[WORK TO BE COMPLETED]:
Copy the records from their start through the line with "[[245, 90], [76, 90], [81, 89], [396, 63]]", including the requests, and shift every answer coordinate by adding 75 to it. Leave the coordinates inside the requests as they are.

[Dataset excerpts on object pointing]
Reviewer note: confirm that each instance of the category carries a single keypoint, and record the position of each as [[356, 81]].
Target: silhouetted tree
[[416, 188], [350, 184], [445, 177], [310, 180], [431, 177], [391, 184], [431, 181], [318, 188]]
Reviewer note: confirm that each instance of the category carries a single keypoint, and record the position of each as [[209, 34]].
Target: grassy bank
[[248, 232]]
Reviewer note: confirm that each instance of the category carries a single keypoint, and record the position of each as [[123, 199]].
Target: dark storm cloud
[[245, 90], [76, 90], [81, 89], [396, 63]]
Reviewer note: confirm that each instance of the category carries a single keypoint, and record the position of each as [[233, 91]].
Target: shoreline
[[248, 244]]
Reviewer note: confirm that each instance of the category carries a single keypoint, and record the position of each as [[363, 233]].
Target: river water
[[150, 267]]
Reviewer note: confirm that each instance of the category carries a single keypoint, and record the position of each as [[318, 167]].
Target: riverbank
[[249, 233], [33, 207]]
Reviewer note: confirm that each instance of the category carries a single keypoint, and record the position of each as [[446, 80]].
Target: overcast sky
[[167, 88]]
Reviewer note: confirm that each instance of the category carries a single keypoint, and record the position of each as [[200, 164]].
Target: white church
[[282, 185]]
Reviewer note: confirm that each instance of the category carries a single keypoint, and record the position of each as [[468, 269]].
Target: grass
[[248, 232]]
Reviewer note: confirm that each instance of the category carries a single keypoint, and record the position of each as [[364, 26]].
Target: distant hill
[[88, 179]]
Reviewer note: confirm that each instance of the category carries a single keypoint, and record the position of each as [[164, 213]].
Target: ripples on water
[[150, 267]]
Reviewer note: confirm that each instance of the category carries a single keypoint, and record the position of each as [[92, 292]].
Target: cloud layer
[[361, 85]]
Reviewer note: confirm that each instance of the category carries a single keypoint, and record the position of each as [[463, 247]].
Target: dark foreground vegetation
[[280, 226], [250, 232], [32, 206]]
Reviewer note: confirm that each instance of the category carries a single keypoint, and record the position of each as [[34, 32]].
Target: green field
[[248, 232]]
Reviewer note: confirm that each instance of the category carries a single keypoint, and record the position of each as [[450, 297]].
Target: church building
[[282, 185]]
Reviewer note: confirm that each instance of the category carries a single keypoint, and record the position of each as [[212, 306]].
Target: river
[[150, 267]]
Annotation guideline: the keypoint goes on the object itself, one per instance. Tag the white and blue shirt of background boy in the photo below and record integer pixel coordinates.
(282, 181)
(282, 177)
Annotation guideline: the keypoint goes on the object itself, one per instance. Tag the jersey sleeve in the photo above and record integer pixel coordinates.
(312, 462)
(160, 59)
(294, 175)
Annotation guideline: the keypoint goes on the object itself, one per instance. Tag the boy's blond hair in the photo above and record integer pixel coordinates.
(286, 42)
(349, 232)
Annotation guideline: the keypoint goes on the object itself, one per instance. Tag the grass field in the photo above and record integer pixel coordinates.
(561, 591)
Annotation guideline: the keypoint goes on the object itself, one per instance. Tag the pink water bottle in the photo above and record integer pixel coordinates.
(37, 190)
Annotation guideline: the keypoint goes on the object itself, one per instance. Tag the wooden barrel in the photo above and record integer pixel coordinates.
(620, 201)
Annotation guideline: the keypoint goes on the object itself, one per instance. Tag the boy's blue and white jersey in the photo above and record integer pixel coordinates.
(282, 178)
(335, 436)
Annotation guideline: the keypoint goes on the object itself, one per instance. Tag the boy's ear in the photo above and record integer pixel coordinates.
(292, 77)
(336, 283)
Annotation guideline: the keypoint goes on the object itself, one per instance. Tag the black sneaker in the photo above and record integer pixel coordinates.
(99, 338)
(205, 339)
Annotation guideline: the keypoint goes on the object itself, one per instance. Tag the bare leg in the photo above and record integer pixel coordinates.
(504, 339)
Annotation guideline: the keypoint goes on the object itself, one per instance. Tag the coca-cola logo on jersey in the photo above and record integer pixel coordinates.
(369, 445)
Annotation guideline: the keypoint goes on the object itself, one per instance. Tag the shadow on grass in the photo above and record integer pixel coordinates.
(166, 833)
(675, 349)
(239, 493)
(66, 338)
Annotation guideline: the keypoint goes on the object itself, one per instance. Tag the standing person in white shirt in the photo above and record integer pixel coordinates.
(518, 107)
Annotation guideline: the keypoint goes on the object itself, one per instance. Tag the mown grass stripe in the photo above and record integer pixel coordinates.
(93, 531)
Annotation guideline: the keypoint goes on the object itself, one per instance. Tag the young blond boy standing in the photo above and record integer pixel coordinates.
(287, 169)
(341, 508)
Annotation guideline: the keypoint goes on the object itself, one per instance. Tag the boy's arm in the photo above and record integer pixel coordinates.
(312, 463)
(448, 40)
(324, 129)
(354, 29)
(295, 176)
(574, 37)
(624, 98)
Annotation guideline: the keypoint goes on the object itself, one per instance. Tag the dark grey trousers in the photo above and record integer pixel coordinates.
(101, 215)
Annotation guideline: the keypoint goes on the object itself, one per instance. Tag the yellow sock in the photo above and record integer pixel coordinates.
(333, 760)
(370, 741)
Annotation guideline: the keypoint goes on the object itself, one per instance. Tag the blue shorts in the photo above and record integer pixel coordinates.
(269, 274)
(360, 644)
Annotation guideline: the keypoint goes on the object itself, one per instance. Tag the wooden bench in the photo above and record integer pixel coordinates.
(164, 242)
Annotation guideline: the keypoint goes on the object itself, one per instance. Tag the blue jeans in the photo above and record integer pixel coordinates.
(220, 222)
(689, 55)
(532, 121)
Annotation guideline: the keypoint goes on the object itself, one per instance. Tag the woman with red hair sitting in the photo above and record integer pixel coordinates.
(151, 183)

[SOLUTION]:
Reviewer note: confirm that each instance of the category carries a single keypoint, and record the position of each as [[356, 81]].
Target: silhouetted tree
[[491, 263], [425, 259], [520, 252], [385, 255], [506, 252], [466, 259], [506, 256], [393, 263]]
Reviewer note: confirm that each instance of the category carries a single keypoint, and record the position of each as [[209, 34]].
Target: grassy bank
[[323, 307]]
Reviewer note: confirm that each instance of the category carries a single keypoint, and record the position of each as [[123, 199]].
Target: dark storm cloud
[[320, 165], [151, 165], [156, 164], [471, 138]]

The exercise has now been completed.